JOBS |
(1) List every place name that appears in the article about the Maya city found in the Balamakú reserve.
(2) Write the next part of the article about the Maya city found in the Balamakú reserve, picking up after its last sentence.

EXCERPT |
(begin)
The jungles of the Balamakú ecological reserve in the Yucatan Peninsula have recently offered a remarkable glimpse of an ancient Maya city, one likely to be regionally prominent. Although it is more than 1,000 years old, this city was not known until the modern age. Its rediscovery comes thanks to airborne laser scanning (LiDAR) and subsequent archeology on the ground.
Stuck some 37 miles deep in the jungle, a research team—led by Ivan Ṡprajc, an archeology professor from Slovenia who has been leading work on the Yucatan Peninsula since 1996—took aerial scanning information to discover the true location of a 1,000-year-old Maya city complete with complex buildings, ball plazas, and even a site.
Highlighted by several pyramidal structures over 50 feet tall, the city is perched on a peninsula of high land surrounded by extensive wetlands. The 123-acre site includes three plazas containing “imposing buildings and surrounded by several patio groups,” according to Mexico’s National Institute of Anthropology and History (INAH), the group working to explore the densely vegetated reserve in the state of Campeche.
“Between the two main squares there is a complex made up of several low and elongated structures, arranged almost in concentric circles” says Ṡprajc in a statement translated from Spanish. “A ball game is also included.”
A causeway connects the south-east complex with the north-west part, where most of the construction rests. It is highlighted by a pyramid that rises 82 feet above the natural terrain.
(end)
GIVEN INFORMATION |
(begin)
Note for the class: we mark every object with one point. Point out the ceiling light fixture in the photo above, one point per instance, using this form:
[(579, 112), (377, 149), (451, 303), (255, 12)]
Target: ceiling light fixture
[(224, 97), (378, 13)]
(end)
EXPECTED OUTPUTS |
(1) Balamakú ecological reserve, Yucatan Peninsula, Slovenia, Mexico, Campeche

(2)
The researchers named the newly discovered city Ocomtún, “stone column” in Yucatec Maya. The multiple cylindrical columns discovered probably served as entrances to the upper rooms of the building.
As the team searched the site, they continued to locate structures leading to the La Rigueña River that included steps, monolithic columns, and central altars. The team also discovered an area for a ball field and the possibility of either markets or space for community rituals.
“The site served as an important center at the regional level,” Ṡprajc says, “probably during the Classic period (250-1000 AD). The most common ceramic types that we collected on the surface and in some test pits are from the Late Classic (600-800 AD); however, the analysis of samples of this material will offer us more reliable data about the occupation.”
The team believes that the site of Ocomtún underwent alterations sometime around 1000 AD, thanks to the shrines in the center of the patio and squares. “A reflection of the ideological and population changes in times of crisis,” explains Ṡprajc, “which, finally, until the 10th century led to the collapse of the complex sociopolitical organization and the drastic demographic decline in the Maya Central Lowlands.”
Located between 18 and 31 miles from three other Maya cities discovered in the last decade, exploration of the Balamakú ecological reserve continues to offer exciting finds. The discovery of Ocomtún may be the most attractive.